**ИСХОДНЫЙ ДОКУМЕНТ**

--------------------------------

По мнению экспертов СМИ, главным словом 2016 года оказалась «пост-правда». То есть результат пропаганды и журналистских подтасовок, который скармливается читателям и особенно телезрителям в качестве истины в последней инстанции. Именно в последней, в самой что ни на есть окончательной.
Перед величественной всеобщей пост-правдой отступает пошлая реальность, данная нам в наших презренных личных ощущениях.
Типичный диалог в эпоху пост-правды: «В Латвии поднимает голову фашизм! В Риге демонстрации эсэсовцев! Там запрещают говорить по-русски!» — «Но я только что лично был в Риге, неделя как оттуда. В Риге половина русских! Латыши сами прекрасно по-русски говорят. И никаких эсэсовцев я не видел». На это дается сокрушительный ответ: «Да при чем тут лично был? Ведь по телевизору же сказали!!!»

--------------------------------

**ИСХОДНЫЕ ДАННЫЕ**
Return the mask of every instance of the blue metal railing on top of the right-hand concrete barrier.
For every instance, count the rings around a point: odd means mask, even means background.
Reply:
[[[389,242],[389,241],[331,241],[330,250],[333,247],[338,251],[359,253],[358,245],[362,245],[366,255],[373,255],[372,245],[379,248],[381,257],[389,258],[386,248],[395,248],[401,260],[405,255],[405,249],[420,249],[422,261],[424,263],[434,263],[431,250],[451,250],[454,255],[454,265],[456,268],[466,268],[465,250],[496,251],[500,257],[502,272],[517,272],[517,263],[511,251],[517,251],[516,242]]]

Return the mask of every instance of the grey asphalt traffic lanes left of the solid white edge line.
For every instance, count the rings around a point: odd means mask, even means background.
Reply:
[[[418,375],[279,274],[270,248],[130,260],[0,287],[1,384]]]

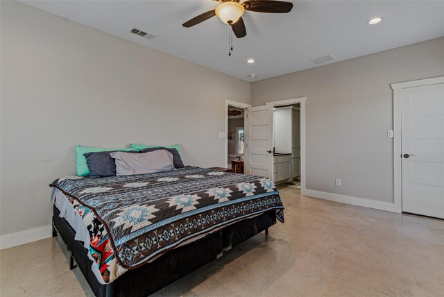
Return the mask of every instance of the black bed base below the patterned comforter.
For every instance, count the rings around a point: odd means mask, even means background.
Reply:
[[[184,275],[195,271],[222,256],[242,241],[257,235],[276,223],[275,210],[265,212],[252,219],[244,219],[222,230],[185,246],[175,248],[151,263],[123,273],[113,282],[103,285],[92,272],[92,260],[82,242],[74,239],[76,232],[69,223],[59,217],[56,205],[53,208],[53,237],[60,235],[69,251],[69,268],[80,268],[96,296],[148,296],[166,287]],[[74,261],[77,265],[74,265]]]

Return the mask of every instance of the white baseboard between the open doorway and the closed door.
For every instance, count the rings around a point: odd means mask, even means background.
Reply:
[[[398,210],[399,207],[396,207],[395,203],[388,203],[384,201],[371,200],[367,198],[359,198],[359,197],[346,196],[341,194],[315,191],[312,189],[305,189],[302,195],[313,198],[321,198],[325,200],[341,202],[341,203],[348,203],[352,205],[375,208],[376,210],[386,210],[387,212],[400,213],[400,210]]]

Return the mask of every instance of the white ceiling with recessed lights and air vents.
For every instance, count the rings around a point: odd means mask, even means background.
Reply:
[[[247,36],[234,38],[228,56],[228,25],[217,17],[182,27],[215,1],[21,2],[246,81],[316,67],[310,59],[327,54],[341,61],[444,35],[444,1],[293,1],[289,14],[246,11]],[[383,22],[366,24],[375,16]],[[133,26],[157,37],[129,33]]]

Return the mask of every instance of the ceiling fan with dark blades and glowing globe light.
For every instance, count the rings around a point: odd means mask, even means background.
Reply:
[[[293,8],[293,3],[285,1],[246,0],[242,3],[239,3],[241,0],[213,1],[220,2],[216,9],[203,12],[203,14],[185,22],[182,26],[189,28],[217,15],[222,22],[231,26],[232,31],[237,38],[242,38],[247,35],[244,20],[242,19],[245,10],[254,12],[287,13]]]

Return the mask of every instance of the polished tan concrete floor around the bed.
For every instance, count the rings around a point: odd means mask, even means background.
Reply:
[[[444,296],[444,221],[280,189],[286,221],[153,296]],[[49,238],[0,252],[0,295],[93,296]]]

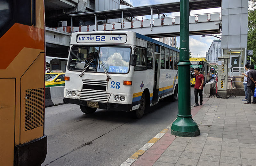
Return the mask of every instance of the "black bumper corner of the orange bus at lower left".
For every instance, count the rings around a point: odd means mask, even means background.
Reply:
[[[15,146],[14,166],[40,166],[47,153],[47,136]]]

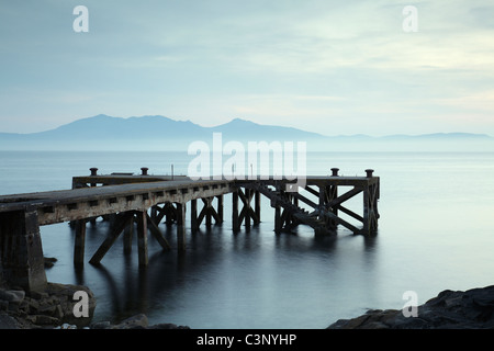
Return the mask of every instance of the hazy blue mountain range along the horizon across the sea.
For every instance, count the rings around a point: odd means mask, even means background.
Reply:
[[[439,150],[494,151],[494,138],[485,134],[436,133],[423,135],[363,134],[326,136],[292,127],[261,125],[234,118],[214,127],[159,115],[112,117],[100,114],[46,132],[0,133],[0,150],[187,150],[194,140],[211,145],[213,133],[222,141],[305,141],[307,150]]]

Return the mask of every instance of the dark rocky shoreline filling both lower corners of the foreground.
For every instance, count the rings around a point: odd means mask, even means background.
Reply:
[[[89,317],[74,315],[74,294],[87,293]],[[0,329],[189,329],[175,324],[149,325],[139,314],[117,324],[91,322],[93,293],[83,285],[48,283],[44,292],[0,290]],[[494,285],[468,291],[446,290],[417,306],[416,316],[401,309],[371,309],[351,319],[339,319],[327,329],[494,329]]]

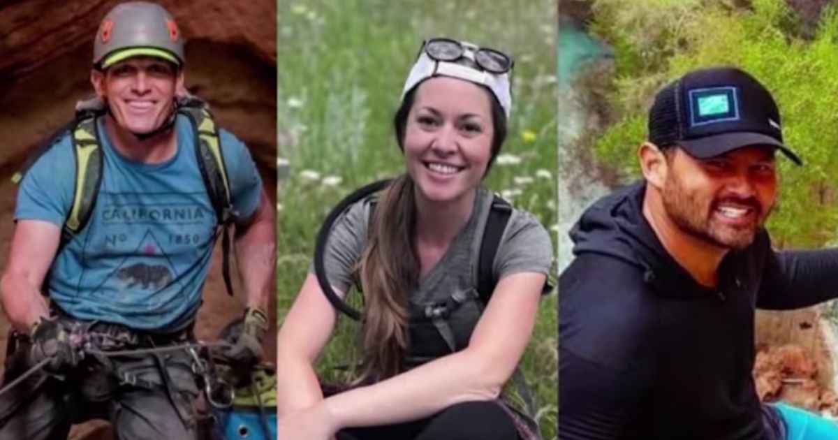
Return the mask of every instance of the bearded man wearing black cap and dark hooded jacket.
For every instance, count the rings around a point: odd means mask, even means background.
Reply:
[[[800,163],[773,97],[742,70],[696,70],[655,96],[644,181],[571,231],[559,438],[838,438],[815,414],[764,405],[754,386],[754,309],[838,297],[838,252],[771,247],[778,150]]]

--------------------------------

**ЦЕЛЬ ЗАДАНИЯ**
Определите, согласуется ли с текстом о пост-правде каждое утверждение: (а) пост-правду выдают за истину особенно радиослушателям; (б) в типичном диалоге собеседник вернулся из Риги месяц назад; (в) собеседник утверждает, что латыши сами хорошо говорят по-русски. Для каждого ответьте «да» или «нет» и дословно приведите решающие слова текста. Записи получены из другого источника.

**ОЖИДАЕМЫЙ ОТВЕТ**
(а) Нет: «особенно телезрителям».
(б) Нет: «неделя как оттуда».
(в) Да: «Латыши сами прекрасно по-русски говорят».